** REQUIREMENT **
Please lay out the data from its first line through the line containing "[0,205,246,229]" as a JSON list of strings, one string per line. Skip blank lines and leave the picture out.

** EXERCISE INPUTS **

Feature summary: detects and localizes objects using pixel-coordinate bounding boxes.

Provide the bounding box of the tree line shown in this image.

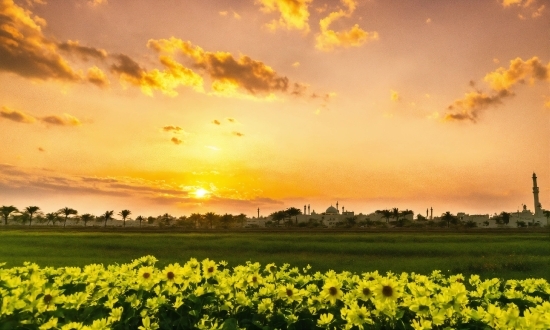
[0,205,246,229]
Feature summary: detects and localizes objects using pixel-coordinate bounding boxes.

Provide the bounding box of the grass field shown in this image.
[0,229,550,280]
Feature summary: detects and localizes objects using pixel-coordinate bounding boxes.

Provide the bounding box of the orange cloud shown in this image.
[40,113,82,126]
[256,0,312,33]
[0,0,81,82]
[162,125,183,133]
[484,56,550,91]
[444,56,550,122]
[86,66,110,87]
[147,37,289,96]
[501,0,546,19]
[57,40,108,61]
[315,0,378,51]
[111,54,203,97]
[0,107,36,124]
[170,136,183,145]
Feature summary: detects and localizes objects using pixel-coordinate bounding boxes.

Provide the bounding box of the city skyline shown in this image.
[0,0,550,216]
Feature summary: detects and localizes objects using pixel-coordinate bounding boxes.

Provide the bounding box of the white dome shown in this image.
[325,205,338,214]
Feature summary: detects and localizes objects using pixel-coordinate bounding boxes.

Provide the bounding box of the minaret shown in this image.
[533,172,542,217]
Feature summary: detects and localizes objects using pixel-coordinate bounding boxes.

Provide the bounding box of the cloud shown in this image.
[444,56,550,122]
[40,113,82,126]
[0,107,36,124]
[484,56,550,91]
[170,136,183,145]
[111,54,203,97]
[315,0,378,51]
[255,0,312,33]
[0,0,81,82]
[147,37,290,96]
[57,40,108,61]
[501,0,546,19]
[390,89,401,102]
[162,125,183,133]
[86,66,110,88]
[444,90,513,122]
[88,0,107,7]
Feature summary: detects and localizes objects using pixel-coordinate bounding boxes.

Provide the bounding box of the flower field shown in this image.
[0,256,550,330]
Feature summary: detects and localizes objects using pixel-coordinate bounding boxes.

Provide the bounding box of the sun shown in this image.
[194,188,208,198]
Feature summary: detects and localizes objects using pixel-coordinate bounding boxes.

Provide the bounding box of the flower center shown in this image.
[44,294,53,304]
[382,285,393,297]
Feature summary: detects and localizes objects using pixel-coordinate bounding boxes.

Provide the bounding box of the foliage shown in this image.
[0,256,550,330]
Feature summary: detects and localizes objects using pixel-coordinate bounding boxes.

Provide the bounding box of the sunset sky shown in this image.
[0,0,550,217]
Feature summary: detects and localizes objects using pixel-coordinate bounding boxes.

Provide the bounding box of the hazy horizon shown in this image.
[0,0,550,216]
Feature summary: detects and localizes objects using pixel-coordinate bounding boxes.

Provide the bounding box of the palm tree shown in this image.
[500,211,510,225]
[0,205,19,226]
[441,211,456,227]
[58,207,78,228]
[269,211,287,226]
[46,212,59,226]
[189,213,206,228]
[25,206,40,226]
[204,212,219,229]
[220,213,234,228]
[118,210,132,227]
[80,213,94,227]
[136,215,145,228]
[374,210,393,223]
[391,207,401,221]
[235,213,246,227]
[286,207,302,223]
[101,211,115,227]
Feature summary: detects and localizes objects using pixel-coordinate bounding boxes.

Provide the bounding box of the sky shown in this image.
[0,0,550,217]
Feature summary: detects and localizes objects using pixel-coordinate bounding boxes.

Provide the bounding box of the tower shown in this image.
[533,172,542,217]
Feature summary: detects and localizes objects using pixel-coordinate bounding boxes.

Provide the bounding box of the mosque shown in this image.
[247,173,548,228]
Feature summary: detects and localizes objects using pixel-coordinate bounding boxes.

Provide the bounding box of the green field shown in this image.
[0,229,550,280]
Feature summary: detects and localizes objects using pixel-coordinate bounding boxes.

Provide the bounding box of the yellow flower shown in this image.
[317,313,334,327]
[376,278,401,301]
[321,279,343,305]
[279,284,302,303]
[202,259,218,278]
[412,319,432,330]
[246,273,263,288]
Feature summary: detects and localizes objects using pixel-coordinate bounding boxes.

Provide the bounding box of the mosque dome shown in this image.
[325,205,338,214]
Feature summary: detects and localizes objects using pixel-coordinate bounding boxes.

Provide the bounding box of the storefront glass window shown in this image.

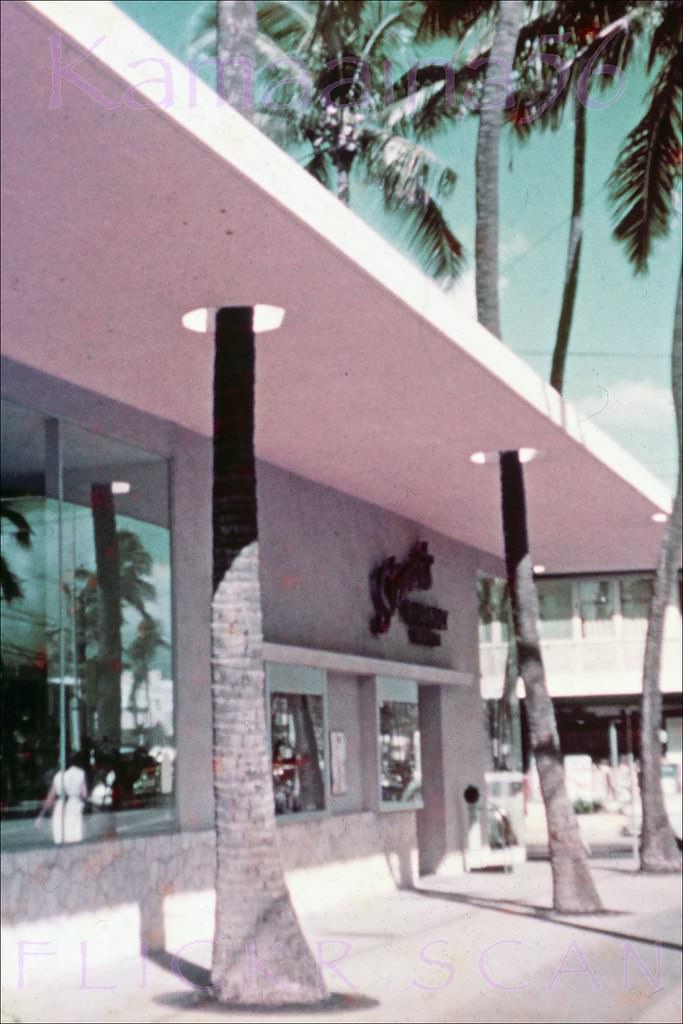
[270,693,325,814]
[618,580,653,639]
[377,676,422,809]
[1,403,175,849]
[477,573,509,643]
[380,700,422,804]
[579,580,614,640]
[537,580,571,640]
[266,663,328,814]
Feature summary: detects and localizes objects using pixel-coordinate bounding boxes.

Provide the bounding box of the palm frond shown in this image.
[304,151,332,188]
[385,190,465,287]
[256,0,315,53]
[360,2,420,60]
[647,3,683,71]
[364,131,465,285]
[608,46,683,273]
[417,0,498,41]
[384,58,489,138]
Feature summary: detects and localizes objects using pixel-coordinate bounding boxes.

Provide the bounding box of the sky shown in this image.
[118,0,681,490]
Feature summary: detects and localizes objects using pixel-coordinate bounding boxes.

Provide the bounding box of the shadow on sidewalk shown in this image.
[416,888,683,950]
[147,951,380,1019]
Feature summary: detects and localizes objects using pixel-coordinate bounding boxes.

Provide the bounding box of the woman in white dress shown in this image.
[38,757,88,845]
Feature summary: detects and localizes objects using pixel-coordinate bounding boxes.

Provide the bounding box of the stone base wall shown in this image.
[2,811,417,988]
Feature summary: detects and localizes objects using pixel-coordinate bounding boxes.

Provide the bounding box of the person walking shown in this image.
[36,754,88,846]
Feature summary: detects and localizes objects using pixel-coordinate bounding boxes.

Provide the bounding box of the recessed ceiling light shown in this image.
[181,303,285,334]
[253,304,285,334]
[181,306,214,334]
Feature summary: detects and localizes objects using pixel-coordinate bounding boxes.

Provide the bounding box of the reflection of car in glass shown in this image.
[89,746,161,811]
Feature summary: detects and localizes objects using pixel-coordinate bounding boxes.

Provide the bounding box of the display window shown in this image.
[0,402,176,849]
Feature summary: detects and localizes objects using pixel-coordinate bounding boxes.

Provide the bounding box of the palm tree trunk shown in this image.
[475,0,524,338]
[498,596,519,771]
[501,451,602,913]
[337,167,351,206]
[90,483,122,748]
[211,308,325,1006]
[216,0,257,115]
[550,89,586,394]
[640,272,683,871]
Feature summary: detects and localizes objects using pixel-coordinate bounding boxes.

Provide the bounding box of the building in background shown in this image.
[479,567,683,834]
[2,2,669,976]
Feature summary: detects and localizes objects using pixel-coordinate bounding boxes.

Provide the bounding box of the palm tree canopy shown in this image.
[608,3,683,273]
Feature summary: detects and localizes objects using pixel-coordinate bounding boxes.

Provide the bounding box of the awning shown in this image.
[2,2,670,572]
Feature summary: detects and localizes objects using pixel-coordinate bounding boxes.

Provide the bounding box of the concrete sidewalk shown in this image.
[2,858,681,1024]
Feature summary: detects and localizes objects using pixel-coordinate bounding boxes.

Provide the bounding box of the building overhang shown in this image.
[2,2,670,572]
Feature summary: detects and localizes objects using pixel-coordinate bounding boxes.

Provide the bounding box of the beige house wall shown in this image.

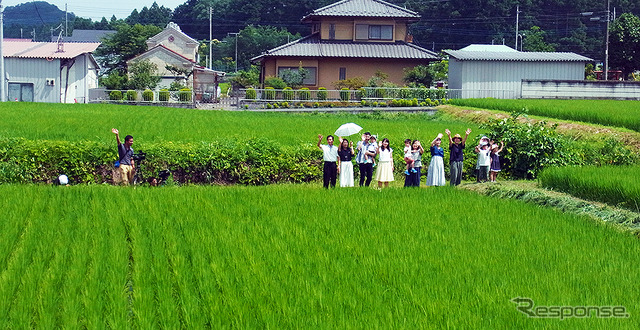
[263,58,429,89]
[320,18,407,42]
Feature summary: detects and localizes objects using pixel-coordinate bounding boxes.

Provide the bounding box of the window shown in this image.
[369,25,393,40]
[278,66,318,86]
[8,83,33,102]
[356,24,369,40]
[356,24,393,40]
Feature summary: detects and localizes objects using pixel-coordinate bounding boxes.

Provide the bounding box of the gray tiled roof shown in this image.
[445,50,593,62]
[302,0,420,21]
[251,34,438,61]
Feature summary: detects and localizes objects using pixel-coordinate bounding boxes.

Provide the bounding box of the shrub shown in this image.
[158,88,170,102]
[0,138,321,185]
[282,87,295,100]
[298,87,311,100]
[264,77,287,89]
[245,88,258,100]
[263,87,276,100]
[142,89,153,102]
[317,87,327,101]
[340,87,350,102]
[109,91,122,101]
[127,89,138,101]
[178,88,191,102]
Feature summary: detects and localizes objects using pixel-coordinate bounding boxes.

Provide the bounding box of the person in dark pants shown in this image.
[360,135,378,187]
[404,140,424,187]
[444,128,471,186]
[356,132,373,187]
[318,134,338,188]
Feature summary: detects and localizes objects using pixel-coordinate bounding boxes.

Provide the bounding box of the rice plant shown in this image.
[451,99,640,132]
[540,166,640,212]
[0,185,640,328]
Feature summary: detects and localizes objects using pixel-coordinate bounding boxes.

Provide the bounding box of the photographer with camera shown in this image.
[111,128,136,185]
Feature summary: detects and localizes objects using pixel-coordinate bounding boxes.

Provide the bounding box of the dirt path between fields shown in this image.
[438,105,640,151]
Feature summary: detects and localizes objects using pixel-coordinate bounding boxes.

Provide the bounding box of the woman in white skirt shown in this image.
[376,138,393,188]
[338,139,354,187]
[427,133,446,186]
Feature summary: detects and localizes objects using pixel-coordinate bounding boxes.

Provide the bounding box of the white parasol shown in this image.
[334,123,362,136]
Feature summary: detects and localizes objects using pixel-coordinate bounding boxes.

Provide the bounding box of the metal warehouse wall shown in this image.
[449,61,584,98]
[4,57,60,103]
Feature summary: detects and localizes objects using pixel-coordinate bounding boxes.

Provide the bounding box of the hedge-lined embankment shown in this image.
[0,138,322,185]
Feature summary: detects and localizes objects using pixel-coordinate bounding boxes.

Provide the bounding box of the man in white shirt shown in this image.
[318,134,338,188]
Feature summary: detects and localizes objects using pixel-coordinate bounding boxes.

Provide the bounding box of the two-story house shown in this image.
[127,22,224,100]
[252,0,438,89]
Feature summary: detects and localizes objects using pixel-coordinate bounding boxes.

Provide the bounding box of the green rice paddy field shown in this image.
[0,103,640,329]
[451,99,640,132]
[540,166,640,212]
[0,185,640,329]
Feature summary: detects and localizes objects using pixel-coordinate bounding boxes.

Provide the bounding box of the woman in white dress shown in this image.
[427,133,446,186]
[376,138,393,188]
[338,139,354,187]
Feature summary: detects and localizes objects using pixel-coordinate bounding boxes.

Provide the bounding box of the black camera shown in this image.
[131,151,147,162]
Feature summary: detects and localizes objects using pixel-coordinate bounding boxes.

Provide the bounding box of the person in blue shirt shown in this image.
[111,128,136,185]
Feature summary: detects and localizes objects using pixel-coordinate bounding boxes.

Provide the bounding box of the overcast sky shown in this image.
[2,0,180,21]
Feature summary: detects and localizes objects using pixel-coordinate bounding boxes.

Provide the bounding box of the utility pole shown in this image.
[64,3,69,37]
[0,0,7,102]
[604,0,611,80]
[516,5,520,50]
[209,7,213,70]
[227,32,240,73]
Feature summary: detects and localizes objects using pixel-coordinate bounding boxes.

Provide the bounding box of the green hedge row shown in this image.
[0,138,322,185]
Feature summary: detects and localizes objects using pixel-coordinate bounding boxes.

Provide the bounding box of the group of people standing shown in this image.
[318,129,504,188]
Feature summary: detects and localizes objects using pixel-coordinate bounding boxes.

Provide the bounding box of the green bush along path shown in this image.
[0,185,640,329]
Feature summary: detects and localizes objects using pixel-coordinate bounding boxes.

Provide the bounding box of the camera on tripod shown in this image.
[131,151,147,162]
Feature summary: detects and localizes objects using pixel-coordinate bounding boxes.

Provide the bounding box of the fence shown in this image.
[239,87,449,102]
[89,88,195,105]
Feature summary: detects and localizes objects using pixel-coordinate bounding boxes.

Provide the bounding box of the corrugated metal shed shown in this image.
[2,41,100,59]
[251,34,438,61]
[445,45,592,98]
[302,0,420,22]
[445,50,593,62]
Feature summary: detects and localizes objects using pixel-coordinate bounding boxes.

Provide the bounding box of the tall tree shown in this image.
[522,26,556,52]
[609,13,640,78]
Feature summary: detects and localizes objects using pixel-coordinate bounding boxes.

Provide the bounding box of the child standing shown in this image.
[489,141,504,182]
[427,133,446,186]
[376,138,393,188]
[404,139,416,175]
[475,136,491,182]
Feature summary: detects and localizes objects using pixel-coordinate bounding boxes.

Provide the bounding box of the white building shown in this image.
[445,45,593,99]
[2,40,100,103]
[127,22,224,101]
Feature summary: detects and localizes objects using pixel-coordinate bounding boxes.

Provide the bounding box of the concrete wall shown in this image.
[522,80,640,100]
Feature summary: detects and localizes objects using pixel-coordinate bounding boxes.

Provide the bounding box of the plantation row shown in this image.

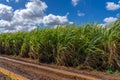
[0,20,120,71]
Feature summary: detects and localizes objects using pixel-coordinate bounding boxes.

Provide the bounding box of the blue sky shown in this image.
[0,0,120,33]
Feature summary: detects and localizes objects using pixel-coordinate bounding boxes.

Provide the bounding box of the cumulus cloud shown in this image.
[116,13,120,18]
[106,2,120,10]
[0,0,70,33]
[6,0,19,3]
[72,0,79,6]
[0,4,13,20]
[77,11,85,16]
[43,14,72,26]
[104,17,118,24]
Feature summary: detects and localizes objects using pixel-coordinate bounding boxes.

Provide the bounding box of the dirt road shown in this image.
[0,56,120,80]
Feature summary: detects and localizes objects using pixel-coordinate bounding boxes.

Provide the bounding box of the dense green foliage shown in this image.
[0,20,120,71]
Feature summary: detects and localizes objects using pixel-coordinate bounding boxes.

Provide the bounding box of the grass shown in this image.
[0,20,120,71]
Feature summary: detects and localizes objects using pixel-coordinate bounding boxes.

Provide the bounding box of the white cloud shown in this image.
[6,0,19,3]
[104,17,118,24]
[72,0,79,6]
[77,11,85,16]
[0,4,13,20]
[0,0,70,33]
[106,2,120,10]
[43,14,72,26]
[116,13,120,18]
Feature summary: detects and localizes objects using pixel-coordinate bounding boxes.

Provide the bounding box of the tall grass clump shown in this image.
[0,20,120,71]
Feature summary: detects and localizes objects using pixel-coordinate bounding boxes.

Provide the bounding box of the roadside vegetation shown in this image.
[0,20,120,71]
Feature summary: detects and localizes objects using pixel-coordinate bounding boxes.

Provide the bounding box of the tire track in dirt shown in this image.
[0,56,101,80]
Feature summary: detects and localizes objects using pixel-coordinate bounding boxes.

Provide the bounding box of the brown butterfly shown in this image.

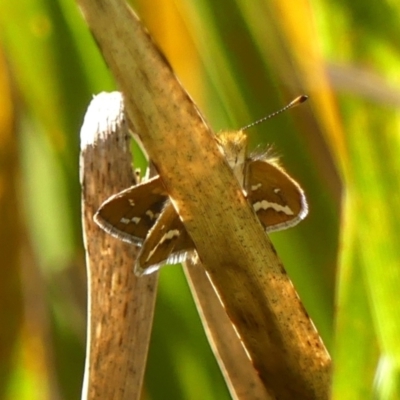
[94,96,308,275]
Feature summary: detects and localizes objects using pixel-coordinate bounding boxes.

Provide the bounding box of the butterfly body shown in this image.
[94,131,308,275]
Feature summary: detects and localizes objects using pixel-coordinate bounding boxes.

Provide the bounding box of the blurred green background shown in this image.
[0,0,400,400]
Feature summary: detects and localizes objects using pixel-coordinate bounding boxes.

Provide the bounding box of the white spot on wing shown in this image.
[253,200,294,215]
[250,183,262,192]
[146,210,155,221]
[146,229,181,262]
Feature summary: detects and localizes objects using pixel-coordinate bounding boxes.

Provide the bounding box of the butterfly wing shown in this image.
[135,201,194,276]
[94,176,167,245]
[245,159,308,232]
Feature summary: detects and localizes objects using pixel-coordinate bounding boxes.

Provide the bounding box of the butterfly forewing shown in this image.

** RESULT OF THE EXERCISE **
[
  "Feature summary: detects and localizes objects using pixel-coordinate bounding boxes.",
  "Provide the bounding box of the tree line shown in this image.",
  "[0,205,246,229]"
]